(Image-grounded pointing data)
▼

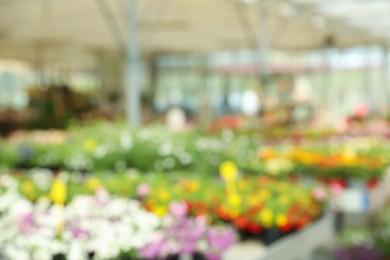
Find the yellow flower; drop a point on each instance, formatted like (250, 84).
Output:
(234, 212)
(264, 194)
(234, 200)
(28, 187)
(90, 144)
(93, 184)
(58, 192)
(281, 220)
(266, 217)
(160, 210)
(253, 200)
(164, 195)
(192, 186)
(283, 199)
(228, 171)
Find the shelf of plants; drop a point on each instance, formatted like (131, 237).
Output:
(67, 195)
(149, 216)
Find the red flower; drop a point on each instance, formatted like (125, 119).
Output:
(241, 223)
(286, 228)
(254, 228)
(372, 184)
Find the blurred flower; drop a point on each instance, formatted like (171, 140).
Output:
(178, 209)
(143, 190)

▲

Once the pictures are removed, output the entries above exactly as given.

*WRITTEN RESPONSE:*
Find the yellow flower; drop a point on each instance, formatted like (250, 84).
Output:
(234, 212)
(264, 194)
(234, 200)
(28, 187)
(90, 144)
(93, 184)
(58, 192)
(281, 220)
(266, 217)
(160, 210)
(253, 200)
(164, 195)
(192, 186)
(283, 199)
(228, 171)
Find the shelf of plants; drop a point on each instance, formatted like (131, 237).
Output:
(67, 195)
(149, 216)
Find the red flower; drop a point on each instance, formatted like (125, 119).
Output:
(241, 223)
(286, 228)
(254, 228)
(372, 184)
Find the blurred flower; drop a point on each instance, formatted like (171, 140).
Output:
(178, 209)
(143, 190)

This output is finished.